Problem description - Across the material below, how many lines contain the word "positive"? Respond with the number only.

Provided material -
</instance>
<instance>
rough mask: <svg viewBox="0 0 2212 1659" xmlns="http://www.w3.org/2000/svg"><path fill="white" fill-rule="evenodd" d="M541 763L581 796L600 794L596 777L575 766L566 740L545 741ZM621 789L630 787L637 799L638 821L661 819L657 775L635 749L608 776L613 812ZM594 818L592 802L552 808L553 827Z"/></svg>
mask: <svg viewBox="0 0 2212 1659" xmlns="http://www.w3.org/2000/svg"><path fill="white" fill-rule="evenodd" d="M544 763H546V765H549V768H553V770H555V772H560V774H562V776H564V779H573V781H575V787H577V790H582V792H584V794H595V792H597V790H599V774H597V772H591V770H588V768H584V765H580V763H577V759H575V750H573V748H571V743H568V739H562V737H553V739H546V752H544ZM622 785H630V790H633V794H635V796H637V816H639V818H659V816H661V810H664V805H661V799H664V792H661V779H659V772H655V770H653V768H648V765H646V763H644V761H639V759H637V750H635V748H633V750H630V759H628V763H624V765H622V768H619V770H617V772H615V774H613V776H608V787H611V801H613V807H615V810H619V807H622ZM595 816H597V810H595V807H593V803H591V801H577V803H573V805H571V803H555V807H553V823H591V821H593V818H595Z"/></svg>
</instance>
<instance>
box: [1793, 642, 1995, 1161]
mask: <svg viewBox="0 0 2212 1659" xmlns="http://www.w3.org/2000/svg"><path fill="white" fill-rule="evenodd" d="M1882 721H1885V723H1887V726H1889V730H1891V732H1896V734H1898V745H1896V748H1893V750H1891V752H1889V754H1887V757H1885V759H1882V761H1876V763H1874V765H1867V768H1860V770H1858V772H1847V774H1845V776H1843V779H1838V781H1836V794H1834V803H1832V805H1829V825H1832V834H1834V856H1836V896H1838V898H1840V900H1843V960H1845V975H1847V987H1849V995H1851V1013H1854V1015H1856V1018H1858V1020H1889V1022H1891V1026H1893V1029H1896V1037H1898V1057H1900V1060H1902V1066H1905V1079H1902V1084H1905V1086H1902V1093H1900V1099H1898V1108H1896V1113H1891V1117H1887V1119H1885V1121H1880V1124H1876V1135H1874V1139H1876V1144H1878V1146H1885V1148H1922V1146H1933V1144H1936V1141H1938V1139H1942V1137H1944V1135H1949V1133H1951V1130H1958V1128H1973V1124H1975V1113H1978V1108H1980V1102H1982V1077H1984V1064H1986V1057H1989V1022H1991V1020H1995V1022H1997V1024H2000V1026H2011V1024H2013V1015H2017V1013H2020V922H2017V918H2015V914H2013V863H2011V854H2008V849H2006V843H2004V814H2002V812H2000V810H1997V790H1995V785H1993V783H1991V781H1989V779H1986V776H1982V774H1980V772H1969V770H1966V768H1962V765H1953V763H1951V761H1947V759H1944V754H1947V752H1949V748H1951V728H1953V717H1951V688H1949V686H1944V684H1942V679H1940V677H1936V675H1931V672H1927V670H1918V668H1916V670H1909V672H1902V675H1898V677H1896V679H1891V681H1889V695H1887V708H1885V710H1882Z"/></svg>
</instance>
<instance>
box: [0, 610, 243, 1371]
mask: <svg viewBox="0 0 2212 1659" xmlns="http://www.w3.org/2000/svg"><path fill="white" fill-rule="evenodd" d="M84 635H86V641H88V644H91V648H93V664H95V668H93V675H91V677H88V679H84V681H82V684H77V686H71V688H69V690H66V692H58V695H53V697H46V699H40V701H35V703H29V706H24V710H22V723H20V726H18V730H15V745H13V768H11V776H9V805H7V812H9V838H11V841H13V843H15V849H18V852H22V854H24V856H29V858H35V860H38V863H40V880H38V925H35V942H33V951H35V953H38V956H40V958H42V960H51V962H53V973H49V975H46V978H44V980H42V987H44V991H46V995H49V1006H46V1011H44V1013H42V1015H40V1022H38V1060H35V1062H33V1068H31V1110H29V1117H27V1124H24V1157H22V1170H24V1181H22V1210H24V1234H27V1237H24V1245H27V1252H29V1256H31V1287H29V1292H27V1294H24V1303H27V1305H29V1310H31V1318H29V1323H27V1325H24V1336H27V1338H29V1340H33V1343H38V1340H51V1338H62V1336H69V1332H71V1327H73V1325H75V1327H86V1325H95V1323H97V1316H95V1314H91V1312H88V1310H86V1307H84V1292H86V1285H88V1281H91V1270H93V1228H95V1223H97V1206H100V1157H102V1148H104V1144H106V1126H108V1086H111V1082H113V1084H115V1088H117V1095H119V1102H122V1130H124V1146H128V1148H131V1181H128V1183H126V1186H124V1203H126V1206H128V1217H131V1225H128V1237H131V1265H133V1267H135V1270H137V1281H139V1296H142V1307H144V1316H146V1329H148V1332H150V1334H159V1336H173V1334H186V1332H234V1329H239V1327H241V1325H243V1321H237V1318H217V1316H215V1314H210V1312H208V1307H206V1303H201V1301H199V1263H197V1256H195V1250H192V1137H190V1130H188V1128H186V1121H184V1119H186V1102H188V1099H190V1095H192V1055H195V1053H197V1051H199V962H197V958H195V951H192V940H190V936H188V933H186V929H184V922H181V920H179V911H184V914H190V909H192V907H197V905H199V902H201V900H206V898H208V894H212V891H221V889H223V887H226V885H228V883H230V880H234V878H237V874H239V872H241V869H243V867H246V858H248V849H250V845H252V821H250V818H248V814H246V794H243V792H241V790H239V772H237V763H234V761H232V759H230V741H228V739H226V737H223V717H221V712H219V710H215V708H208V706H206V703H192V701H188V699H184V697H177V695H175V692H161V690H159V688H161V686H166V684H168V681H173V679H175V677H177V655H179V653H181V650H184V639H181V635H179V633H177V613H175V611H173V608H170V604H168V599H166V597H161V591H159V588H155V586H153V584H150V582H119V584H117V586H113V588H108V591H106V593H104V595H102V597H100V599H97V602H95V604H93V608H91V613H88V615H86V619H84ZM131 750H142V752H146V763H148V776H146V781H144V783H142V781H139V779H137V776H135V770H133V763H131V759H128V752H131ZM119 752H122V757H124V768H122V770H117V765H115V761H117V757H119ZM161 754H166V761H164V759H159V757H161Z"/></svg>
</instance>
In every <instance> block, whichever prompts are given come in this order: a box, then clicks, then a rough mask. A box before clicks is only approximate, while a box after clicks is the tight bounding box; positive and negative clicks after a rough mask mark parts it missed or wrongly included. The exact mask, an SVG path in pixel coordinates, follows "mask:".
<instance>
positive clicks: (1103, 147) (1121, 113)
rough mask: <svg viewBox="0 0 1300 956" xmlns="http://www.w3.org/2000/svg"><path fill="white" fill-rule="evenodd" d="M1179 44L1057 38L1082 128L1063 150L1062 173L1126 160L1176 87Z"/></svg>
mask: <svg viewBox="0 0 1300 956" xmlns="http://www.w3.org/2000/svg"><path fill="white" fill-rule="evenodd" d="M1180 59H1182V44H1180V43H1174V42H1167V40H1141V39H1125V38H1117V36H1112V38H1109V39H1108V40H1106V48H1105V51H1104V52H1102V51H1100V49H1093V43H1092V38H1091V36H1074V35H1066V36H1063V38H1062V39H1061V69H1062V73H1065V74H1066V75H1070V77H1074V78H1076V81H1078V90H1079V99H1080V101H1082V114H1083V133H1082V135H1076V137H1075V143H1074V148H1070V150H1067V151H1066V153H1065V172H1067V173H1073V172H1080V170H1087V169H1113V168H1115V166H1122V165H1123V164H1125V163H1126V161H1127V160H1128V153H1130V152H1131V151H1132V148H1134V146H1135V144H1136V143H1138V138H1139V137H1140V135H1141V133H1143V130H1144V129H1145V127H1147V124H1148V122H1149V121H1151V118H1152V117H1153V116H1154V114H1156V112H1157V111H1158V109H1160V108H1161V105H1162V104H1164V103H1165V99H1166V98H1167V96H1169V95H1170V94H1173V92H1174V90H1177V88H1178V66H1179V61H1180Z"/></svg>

Answer section - 2